Exercise input:
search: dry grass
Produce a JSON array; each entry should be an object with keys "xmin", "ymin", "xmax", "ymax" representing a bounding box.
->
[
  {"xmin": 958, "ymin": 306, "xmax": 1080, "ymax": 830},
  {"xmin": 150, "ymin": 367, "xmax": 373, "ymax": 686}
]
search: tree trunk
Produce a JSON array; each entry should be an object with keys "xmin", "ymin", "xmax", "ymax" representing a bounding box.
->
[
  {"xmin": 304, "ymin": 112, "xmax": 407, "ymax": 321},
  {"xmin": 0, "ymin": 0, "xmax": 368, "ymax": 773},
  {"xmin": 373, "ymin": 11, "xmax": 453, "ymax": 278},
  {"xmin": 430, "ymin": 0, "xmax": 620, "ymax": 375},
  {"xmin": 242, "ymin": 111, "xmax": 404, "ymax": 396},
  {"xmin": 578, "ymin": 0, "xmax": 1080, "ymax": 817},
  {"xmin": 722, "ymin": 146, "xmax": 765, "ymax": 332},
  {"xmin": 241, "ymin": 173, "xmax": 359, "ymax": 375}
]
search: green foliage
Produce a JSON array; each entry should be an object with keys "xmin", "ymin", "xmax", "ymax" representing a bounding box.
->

The problem:
In the entries above, find each line with the word "search" and return it.

Answer for this exercise:
search: dry grass
search: tree trunk
search: green foliage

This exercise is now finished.